What to work on: Find each line in the rows below that contains the string "crowd", and copy those lines.

Data entries:
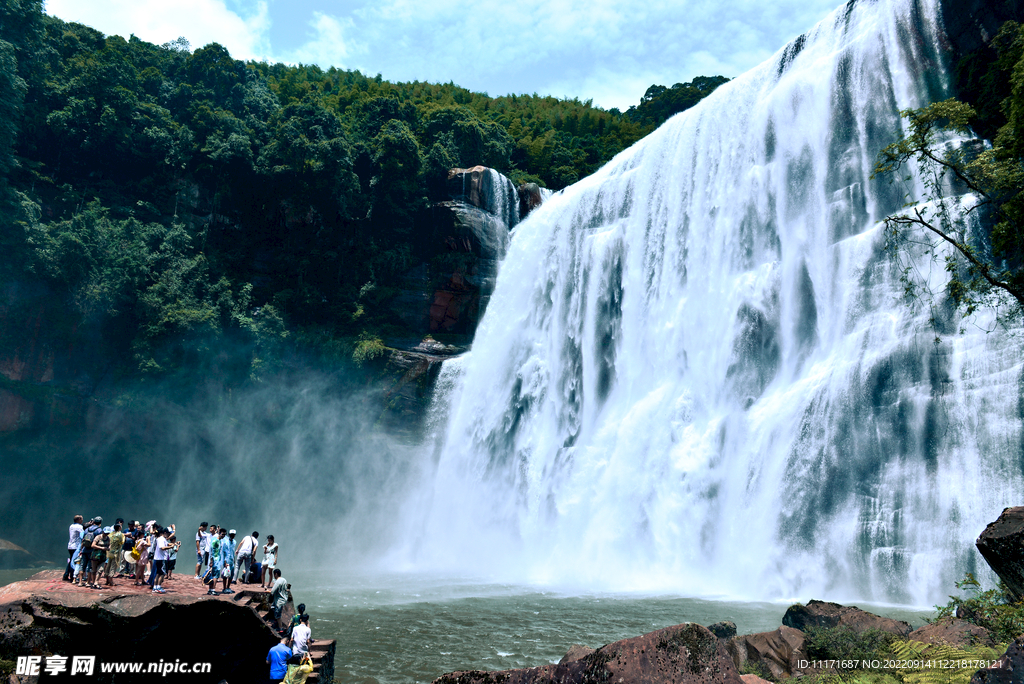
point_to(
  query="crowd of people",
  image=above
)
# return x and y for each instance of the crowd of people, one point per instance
(127, 550)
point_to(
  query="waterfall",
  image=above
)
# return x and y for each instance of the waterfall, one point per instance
(698, 372)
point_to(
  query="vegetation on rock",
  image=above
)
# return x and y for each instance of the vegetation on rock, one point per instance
(170, 203)
(986, 237)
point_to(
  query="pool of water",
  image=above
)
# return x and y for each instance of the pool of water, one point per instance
(400, 630)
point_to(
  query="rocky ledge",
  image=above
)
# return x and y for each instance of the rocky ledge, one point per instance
(44, 616)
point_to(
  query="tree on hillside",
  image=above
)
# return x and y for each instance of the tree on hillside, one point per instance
(984, 265)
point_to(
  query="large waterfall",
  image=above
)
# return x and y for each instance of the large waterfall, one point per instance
(698, 371)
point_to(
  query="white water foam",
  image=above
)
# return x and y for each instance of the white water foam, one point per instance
(697, 372)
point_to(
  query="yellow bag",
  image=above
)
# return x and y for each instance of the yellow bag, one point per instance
(297, 674)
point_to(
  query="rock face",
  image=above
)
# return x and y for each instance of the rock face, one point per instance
(1001, 544)
(45, 616)
(1008, 670)
(724, 630)
(529, 199)
(823, 613)
(684, 654)
(778, 651)
(972, 24)
(953, 632)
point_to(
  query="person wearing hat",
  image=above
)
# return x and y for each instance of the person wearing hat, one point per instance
(117, 540)
(100, 545)
(301, 636)
(227, 560)
(92, 529)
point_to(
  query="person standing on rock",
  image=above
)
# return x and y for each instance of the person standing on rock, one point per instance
(225, 560)
(202, 548)
(114, 554)
(160, 556)
(301, 636)
(278, 659)
(269, 561)
(74, 541)
(244, 557)
(213, 573)
(279, 596)
(100, 545)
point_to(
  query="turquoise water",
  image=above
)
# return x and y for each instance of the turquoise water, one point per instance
(400, 630)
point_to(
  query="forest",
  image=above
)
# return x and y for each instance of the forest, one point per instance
(162, 203)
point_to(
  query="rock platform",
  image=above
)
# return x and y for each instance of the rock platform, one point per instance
(44, 615)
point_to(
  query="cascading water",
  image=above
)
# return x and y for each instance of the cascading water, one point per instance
(698, 372)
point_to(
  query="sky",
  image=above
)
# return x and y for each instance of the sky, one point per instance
(606, 50)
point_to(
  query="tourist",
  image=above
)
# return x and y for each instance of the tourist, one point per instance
(100, 545)
(278, 659)
(74, 541)
(279, 596)
(215, 566)
(202, 548)
(114, 553)
(244, 557)
(227, 560)
(85, 556)
(296, 618)
(160, 555)
(301, 636)
(269, 561)
(172, 554)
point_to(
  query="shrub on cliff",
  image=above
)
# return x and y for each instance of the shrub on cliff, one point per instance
(992, 609)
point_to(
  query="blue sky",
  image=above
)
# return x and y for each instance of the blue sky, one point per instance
(605, 50)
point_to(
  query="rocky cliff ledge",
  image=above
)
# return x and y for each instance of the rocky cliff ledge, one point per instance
(44, 616)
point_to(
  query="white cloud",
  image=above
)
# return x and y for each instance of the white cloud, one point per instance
(606, 50)
(328, 45)
(202, 22)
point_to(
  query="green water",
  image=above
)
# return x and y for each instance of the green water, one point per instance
(404, 630)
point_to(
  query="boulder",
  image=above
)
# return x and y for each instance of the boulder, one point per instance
(1008, 670)
(1001, 544)
(43, 615)
(529, 199)
(683, 654)
(824, 613)
(487, 189)
(953, 632)
(753, 679)
(779, 651)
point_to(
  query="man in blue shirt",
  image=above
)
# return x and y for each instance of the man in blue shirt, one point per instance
(227, 560)
(278, 659)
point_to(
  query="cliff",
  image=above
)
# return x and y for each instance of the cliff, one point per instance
(44, 616)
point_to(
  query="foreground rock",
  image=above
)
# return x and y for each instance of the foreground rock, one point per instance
(45, 616)
(1001, 544)
(682, 654)
(824, 613)
(1008, 670)
(779, 652)
(953, 632)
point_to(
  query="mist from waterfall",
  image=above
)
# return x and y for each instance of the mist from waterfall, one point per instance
(698, 372)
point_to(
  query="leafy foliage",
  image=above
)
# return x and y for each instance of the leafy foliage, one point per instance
(993, 608)
(844, 643)
(175, 203)
(985, 229)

Solution for this problem:
  query="crowd of people",
# return x and y for each instance of the crowd of people, one point per instance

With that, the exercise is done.